:: Passage to read ::
-- Start --
# Fill UDR_APM_Indicators.csv

This notebook is used to fill system based created file with all indicators with an own custom mapping which basically comes
from a custom CSV file. The CSV file needs to be the following structure. 

| Column | name | Data type | Description |
| ------ | ---- | --------- | -------- |
| 1 | PAI_Beschreibung | String | PAI Equipment Description |
| 2 | PAI_Equipment | Int64 | PAI Equipment |
| 3 | PAI_Datenpunkte | String | PAI Indicator |
| 4 | PAI_Indikatorgruppe | String | PAI Indicator Group |
| 5 | Separator | String | Empty Column for better reading |
| 6 | Beschreibung | String | Target Equipment Description APM |
| 7 | Equipment | Int64 | Target Equipment APM |
| 8 | Merkmal | String | Target Characteristic APM |
| 9 | Position | String | Target Position APM |

See CSV file `CUSTOM_MAPPING_SAMPLE.csv` as reference.

The CSV file is accessed by column index. So it can also be named different, but the column position must be the same.
Once the tool has filled the customer input values in the UDR report we save this into a new file named:
`UDR_APM_Indicators_filled.csv`. Please check carefully if all data was filled correct and then replace the system
generated file with this file. (Delete the file `UDR_APM_Indicators.csv` and rename the the file `UDR_APM_Indicators_filled.csv` to `UDR_APM_Indicators.csv`).

In [None]:
%load_ext autoreload
%autoreload 2

import os
#import sys
import csv

# get the current working directory
current_dir = os.getcwd()
print(f"current work directory: {current_dir}")

# if the current working directory not ends with "notebooks", change it to the parent directory
if not current_dir.endswith("notebooks"):

    workspace_root = os.path.abspath(os.path.join(os.getcwd(), ".."))
    os.chdir(workspace_root)

    # # Add the workspace root to the Python path
    # sys.path.insert(0, workspace_root)

    print(f"changed root work directory to: {workspace_root}")

from modules.util.config import get_config_by_id  # noqa: E402

CONFIG_ID = 'CUSTOM_TEST'
TRANSFORM = get_config_by_id(CONFIG_ID)["transform"]["indicator"]
EXTRACTION_DIR = TRANSFORM["directory"]
REPORTS_DIR = f"{EXTRACTION_DIR}/reports"
INDICATOR_CATEGORY = TRANSFORM["defaults"]["apm_default_indicator_category"]

# files
udr_file = f"{REPORTS_DIR}/UDR_APM_Indicators.csv"
custom_mapping_path = os.path.join(workspace_root, "custom", "CUSTUM_MAPPING.csv")
-- End --
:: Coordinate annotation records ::
-- Start --
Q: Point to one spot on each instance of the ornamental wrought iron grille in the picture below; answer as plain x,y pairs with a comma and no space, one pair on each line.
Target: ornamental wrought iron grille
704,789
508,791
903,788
-- End --
:: Given exercise ::
Please reproduce the part of the notebook text that begins at the words "# get the current" and stops after the words "# sys.path.insert(0, workspace_root)". The records were taken from a different source than the notebook text.

:: Exercise result ::
# get the current working directory
current_dir = os.getcwd()
print(f"current work directory: {current_dir}")

# if the current working directory not ends with "notebooks", change it to the parent directory
if not current_dir.endswith("notebooks"):

    workspace_root = os.path.abspath(os.path.join(os.getcwd(), ".."))
    os.chdir(workspace_root)

    # # Add the workspace root to the Python path
    # sys.path.insert(0, workspace_root)